> WORK INSTRUCTIONS
Reproduce every line of the material below verbatim, omitting only the pictures.

====== DATA ======

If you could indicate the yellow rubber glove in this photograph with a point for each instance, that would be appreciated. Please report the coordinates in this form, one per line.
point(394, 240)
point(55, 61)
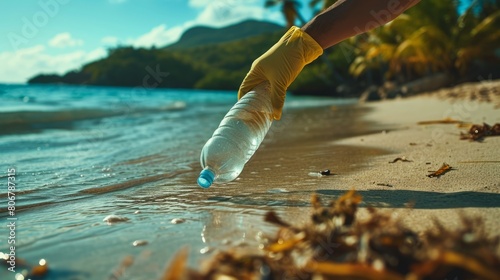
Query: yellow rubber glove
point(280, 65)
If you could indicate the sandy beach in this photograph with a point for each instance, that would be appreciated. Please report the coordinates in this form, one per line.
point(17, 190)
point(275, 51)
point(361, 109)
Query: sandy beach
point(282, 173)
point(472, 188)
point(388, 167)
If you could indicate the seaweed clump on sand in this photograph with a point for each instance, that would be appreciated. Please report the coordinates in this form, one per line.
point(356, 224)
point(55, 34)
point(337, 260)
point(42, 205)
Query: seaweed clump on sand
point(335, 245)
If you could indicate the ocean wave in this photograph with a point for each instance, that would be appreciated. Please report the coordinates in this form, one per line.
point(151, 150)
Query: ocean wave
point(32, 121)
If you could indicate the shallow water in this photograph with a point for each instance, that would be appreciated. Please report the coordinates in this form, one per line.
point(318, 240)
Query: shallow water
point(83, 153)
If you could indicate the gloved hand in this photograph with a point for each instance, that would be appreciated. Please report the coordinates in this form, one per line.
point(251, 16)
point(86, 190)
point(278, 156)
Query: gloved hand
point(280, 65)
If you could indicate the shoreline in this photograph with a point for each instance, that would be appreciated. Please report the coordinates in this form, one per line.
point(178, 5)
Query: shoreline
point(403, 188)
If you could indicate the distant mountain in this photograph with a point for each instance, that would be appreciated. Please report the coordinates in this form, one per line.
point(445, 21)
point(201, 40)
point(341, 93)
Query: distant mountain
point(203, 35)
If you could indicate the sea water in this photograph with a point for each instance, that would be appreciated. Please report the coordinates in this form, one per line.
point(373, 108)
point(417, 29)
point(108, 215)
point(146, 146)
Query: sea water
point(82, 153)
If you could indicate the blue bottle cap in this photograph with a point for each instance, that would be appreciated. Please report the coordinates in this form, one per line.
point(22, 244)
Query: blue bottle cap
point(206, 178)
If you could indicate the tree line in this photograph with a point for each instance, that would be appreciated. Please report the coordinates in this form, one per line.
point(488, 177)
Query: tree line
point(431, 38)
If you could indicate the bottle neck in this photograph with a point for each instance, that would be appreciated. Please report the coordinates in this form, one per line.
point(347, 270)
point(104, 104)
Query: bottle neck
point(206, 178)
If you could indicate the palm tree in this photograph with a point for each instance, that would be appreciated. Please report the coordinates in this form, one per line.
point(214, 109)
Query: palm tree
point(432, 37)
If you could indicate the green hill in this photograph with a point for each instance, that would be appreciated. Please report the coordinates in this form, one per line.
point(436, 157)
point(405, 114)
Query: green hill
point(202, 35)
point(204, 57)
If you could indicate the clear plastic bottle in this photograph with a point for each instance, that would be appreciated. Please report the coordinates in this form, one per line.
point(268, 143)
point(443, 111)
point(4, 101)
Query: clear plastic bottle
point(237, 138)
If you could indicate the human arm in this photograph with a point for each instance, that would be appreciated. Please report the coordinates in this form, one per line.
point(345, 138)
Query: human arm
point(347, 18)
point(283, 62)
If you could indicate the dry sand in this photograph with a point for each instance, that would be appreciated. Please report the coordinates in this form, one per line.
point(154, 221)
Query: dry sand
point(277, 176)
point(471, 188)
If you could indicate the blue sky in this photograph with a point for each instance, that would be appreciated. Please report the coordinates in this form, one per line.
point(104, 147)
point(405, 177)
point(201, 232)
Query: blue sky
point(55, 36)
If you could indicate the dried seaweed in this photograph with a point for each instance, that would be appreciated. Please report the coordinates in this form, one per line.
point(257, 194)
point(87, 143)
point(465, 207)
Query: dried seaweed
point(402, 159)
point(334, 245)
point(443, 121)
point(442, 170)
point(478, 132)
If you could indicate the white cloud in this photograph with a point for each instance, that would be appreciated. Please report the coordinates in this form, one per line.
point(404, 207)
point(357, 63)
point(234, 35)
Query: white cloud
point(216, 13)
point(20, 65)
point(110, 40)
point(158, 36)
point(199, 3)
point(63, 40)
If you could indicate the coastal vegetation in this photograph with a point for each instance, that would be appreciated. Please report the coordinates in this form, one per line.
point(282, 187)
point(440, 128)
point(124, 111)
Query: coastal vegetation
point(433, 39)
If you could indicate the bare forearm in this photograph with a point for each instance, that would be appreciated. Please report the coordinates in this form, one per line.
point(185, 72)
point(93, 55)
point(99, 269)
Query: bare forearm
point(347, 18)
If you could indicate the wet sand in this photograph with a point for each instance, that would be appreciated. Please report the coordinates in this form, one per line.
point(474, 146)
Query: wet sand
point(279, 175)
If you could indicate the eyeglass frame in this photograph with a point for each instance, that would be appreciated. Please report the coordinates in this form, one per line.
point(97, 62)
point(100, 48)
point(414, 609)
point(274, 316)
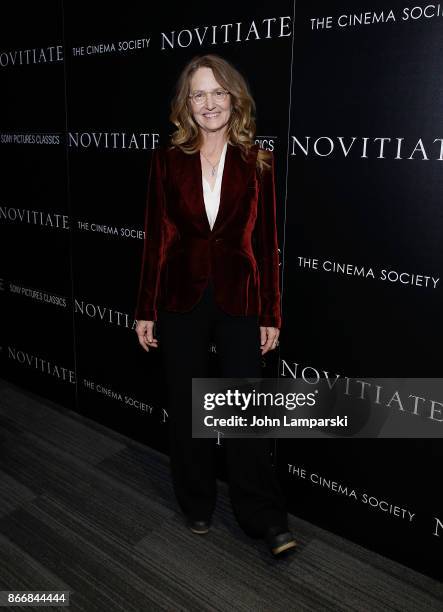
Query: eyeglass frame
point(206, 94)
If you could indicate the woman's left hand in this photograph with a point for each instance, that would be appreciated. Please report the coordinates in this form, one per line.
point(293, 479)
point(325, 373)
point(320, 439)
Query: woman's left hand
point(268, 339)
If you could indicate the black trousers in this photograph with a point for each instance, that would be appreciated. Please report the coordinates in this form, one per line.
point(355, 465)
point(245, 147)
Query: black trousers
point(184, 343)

======

> RESULT OF THIS EXERCISE
If you could indicate the yellow rubber glove in this photograph with a point for each instance, that would be appreciated. Please report the coordinates in this form, one per line.
point(394, 240)
point(55, 61)
Query: yellow rubber glove
point(280, 65)
If you could indicate the sandy beach in this photograph with a point for each instance, that would be appreciated. Please report the coordinates in this form, one per line.
point(17, 190)
point(275, 51)
point(361, 109)
Query: sandy beach
point(282, 173)
point(472, 188)
point(388, 167)
If you could indicate the seaweed clump on sand in this photograph with a point for each instance, that would be appreciated. Please report the coordinates in this form, one per line.
point(356, 224)
point(55, 34)
point(337, 260)
point(42, 205)
Query: seaweed clump on sand
point(335, 245)
If you could indicate the ocean wave in this photograph with a point for each instance, that would be appreciated. Please report the coordinates in this form, one per line.
point(151, 150)
Query: ocean wave
point(32, 121)
If you could indicate the shallow water in this photograph with a point for each instance, that would be appreciated. Please report the coordinates in this form, one per line.
point(318, 240)
Query: shallow water
point(83, 153)
If you could indicate the gloved hand in this photograph with a point for each instance, that would be appreciated. Please report the coordinates in this form, one per line.
point(251, 16)
point(86, 190)
point(278, 156)
Query: gloved hand
point(280, 65)
If you could indicate the shoreline in this photograph with a point for each instance, that would be appreciated. Please report the coordinates in this form, one per line.
point(178, 5)
Query: shoreline
point(403, 188)
If you could indicate the distant mountain in this photograph with a point for each instance, that would be appreciated. Please report the coordinates in this form, one per line.
point(445, 21)
point(201, 40)
point(341, 93)
Query: distant mountain
point(203, 35)
If you could indicate the sea water in this photograph with a point for each instance, that would be appreciated. Please report the coordinates in this form, one per line.
point(373, 108)
point(417, 29)
point(108, 215)
point(146, 146)
Query: sea water
point(82, 153)
If you could indicate the blue bottle cap in this photograph with a point for each instance, that would be appreciated. Please report the coordinates in this form, one per line.
point(22, 244)
Query: blue bottle cap
point(206, 178)
If you could indicate the tree line in this photograph with a point for each instance, that would be appreciated. Please report the coordinates in this form, one per line.
point(488, 177)
Query: tree line
point(431, 38)
If you could indicate the bottle neck in this photograph with a point for each instance, that would be appreciated. Please report the coordinates in this form, one per line.
point(347, 270)
point(104, 104)
Query: bottle neck
point(206, 178)
If you could indicate the palm tree in this photograph with a point for each instance, that would be appreciated. Please report the coordinates in this form, one per line.
point(214, 109)
Query: palm tree
point(432, 37)
If you could indicate the green hill in this photograph with a point for each instance, that would be appreciated. Please report the coordinates in this form, one per line.
point(436, 157)
point(405, 114)
Query: green hill
point(202, 35)
point(204, 57)
If you could indicate the clear plastic bottle in this photograph with a point for each instance, that would be appreciated. Please report the coordinates in this form, one per line.
point(268, 143)
point(443, 111)
point(4, 101)
Query: clear plastic bottle
point(237, 138)
If you could indicate the human arm in this photograph with a point for each instance, that would be appreciated. Please report the coordinates in this form, one per line.
point(345, 138)
Query: human arm
point(347, 18)
point(283, 62)
If you could indicate the dry sand in this photograph with a point for each instance, that would be appreciated. Please report the coordinates in this form, one per line.
point(154, 221)
Query: dry sand
point(277, 176)
point(471, 188)
If you could indicate the blue sky in this photograph with a point for each instance, that would be appreciated. Please report the coordinates in this form, one per line.
point(104, 147)
point(405, 177)
point(201, 232)
Query: blue sky
point(55, 36)
If you could indicate the dried seaweed in this photograph with a point for each instance, that would be appreciated. Please report the coordinates in this form, one per line.
point(257, 194)
point(87, 143)
point(465, 207)
Query: dried seaweed
point(402, 159)
point(334, 245)
point(443, 121)
point(442, 170)
point(478, 132)
If you could indicate the white cloud in this photograph with a point for each instance, that would be appreciated. Please report the coordinates in this form, one per line.
point(404, 207)
point(357, 63)
point(234, 35)
Query: white cloud
point(216, 13)
point(20, 65)
point(110, 40)
point(158, 36)
point(199, 3)
point(63, 40)
If you could indicate the coastal vegetation in this photograph with a point for each instance, that would be appreciated. Please report the coordinates in this form, one per line.
point(282, 187)
point(440, 128)
point(124, 111)
Query: coastal vegetation
point(433, 39)
If you could indicate the bare forearm in this photograph with a point for each instance, that would be appreciated. Please report the coordinates in this form, one per line.
point(185, 72)
point(93, 55)
point(99, 269)
Query: bare forearm
point(347, 18)
If you could indicate the wet sand in this photograph with a point for each instance, that would be appreciated. Please report the coordinates in this form, one per line.
point(474, 146)
Query: wet sand
point(279, 175)
If you could indicate the eyeglass frame in this photograph with a point for each instance, that would be appreciated. Please report the coordinates in this form, one per line.
point(97, 62)
point(100, 48)
point(414, 609)
point(274, 316)
Query: eyeglass frame
point(206, 94)
If you could indicate the woman's left hand in this photograph with a point for each instance, that would be appreciated. Please report the coordinates in this form, one per line.
point(293, 479)
point(325, 373)
point(320, 439)
Query: woman's left hand
point(268, 339)
If you could indicate the black trousers in this photograph with a point for each instance, that would be appreciated. Please report the coordinates in this form, one per line.
point(355, 465)
point(245, 147)
Query: black trousers
point(184, 343)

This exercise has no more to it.